> [What is expected]
Write out exactly the lines below that run from the line containing "of the snow-covered" through the last line of the records.

> [Supplied material]
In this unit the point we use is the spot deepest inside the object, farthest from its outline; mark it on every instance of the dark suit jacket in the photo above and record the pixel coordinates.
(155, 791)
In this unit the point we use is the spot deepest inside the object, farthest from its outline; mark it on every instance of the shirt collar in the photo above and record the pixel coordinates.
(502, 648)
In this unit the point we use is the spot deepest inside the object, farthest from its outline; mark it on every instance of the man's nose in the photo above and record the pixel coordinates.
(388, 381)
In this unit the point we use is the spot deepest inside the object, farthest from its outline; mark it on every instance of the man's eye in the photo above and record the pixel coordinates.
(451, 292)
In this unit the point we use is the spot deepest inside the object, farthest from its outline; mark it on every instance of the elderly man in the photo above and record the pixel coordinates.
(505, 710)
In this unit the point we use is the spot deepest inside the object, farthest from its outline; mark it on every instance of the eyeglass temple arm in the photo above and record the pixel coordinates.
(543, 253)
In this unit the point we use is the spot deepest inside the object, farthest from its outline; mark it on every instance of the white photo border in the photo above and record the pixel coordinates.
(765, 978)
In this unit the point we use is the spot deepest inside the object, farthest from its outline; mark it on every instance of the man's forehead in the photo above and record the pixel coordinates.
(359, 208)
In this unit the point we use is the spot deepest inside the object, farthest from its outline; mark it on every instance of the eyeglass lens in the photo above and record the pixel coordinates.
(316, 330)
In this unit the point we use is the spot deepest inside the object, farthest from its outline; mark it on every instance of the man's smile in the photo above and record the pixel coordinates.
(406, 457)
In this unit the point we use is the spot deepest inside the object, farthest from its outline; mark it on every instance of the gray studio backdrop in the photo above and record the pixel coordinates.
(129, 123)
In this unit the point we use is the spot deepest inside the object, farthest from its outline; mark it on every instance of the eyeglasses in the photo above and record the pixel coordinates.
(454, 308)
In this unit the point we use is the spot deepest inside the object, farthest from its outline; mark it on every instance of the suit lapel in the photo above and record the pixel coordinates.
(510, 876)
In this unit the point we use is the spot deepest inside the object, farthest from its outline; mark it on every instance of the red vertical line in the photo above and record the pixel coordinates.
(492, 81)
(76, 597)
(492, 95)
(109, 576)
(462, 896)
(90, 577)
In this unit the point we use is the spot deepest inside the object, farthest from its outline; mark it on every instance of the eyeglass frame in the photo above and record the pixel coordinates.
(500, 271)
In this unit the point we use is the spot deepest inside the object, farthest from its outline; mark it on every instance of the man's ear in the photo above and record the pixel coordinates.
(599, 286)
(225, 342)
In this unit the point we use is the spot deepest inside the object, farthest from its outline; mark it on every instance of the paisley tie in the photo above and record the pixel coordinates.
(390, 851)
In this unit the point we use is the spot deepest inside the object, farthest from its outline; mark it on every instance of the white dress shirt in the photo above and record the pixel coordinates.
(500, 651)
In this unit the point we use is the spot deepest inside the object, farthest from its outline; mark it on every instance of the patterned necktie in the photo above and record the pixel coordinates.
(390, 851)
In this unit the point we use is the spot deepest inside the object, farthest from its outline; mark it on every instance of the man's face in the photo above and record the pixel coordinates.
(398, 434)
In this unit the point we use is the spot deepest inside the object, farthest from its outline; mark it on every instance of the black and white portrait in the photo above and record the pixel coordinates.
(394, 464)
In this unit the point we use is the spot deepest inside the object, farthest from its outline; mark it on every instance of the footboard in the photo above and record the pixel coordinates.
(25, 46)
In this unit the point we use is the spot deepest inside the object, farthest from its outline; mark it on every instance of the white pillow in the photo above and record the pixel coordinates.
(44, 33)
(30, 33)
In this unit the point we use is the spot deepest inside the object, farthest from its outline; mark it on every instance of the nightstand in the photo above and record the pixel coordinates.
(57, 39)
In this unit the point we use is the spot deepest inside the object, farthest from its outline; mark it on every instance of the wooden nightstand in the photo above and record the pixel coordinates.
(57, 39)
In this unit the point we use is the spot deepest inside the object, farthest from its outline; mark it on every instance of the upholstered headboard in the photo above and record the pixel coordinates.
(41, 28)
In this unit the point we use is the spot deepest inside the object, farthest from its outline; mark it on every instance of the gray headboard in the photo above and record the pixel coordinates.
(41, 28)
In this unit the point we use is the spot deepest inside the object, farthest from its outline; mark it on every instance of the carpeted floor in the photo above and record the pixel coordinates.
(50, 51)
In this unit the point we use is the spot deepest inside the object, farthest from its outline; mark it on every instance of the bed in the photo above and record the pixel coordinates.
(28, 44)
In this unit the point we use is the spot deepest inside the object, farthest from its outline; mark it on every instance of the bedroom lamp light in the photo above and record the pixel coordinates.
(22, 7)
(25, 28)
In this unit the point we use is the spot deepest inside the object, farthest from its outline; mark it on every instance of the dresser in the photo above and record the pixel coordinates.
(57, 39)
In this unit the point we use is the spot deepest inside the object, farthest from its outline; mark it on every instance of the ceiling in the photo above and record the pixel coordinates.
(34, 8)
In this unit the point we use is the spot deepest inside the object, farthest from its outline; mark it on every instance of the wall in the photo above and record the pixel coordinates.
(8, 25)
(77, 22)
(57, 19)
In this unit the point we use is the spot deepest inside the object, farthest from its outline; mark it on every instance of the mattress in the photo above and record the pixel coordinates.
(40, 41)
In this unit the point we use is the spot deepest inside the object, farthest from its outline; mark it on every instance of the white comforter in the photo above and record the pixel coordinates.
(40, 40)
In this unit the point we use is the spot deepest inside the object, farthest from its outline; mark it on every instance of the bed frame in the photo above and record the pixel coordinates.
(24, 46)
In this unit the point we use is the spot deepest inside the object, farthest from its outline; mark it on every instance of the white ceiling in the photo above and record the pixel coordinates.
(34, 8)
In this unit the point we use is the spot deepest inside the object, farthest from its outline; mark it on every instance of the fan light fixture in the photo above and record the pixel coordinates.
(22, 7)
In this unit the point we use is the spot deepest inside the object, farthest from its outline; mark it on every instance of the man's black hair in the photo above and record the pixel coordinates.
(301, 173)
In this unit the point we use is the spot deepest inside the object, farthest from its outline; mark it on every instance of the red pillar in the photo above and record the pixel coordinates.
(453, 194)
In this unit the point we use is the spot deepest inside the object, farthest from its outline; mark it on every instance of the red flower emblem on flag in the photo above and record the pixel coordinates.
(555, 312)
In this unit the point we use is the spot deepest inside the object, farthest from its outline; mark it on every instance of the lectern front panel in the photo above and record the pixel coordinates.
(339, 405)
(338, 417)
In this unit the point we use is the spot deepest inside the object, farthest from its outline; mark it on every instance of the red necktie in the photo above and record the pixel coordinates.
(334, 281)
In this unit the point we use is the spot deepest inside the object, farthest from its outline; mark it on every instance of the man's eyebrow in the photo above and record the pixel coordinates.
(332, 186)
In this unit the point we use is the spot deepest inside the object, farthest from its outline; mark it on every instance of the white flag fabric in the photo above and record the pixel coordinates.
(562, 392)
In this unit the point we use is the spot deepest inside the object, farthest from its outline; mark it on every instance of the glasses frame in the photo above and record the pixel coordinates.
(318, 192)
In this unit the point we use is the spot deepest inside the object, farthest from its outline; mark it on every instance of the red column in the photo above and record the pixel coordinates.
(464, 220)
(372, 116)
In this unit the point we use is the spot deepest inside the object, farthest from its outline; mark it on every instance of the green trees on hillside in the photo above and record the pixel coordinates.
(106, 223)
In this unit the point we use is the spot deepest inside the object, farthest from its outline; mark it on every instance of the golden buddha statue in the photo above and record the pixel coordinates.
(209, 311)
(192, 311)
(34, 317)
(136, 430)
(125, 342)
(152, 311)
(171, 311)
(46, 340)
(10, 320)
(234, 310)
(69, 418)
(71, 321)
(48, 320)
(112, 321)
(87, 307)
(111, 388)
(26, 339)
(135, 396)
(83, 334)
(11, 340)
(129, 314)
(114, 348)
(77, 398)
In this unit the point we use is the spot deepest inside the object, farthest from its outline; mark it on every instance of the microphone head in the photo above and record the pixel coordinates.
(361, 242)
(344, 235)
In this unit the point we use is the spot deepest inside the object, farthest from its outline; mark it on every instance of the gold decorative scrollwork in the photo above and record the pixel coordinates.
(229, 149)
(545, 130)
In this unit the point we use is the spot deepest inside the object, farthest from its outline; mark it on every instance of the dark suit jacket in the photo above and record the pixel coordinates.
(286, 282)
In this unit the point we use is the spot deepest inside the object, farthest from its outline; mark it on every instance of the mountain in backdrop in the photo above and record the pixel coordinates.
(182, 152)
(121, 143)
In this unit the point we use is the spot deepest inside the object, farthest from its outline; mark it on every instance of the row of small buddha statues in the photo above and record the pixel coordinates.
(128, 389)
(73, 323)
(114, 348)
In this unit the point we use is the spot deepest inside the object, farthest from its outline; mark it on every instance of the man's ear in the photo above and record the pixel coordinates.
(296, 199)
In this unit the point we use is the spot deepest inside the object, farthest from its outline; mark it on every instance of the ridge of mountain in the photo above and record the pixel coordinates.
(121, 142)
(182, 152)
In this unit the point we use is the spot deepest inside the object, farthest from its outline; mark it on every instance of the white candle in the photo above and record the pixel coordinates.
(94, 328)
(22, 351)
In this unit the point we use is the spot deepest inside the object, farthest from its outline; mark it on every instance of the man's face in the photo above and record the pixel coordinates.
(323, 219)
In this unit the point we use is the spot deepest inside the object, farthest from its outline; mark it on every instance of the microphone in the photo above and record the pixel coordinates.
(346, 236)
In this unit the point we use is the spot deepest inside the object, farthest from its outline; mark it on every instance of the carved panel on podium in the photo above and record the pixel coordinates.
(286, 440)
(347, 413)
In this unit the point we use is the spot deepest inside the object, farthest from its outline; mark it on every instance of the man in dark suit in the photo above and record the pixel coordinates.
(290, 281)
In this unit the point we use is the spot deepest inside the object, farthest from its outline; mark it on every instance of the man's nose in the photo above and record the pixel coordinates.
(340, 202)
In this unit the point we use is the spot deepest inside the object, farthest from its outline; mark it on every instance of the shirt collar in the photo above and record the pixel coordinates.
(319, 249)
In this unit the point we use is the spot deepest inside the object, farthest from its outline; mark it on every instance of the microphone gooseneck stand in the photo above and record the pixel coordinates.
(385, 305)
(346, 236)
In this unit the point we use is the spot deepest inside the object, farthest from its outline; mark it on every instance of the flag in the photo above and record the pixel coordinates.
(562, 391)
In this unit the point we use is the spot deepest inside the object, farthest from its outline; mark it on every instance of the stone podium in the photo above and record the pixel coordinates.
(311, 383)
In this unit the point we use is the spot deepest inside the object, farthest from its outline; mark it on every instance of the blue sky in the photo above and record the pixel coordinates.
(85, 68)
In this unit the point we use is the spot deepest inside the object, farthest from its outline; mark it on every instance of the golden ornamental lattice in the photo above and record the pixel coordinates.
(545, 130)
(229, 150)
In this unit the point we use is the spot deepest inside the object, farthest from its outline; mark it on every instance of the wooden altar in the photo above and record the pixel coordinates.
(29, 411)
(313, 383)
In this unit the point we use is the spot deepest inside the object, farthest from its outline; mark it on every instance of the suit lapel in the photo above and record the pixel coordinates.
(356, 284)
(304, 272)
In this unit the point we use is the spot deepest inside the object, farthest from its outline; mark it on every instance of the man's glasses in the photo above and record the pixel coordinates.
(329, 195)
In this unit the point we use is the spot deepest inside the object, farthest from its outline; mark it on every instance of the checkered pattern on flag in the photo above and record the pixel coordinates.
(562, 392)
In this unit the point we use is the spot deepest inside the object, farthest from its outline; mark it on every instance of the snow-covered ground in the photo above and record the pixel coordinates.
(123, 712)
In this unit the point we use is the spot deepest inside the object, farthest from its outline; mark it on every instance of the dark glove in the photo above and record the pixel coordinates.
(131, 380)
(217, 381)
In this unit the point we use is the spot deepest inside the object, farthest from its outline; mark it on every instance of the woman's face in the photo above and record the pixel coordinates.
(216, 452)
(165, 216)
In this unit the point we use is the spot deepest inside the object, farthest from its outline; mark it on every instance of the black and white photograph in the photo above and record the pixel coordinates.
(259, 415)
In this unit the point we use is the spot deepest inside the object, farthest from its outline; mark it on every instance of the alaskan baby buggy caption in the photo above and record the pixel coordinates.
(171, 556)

> [Finished exercise]
In this unit the point we use is the spot deepest inside the object, farthest from its outline; mark it on every instance of the snow-covered ground in the photo above and record the pixel coordinates.
(123, 712)
In this unit the point we use is the spot deepest inside the object, farthest from its outline; mark it on every instance of the dark glove in the photo above and record the pixel coordinates.
(131, 380)
(217, 381)
In this unit the point we use is the spot deepest inside the object, farthest from its outline; mark it on every instance of the woman's face in the photo above and record the pixel coordinates.
(216, 452)
(165, 216)
In this unit the point we use is the spot deepest inside the object, farthest from its outline; mark it on every instance of the black and white photograph in the photo above and record the pixel coordinates.
(259, 415)
In this unit the point we use is the spot deepest inside the object, farthest from its outline; mark it on every instance of the alaskan baby buggy caption in the photo above and record the pixel coordinates.
(171, 556)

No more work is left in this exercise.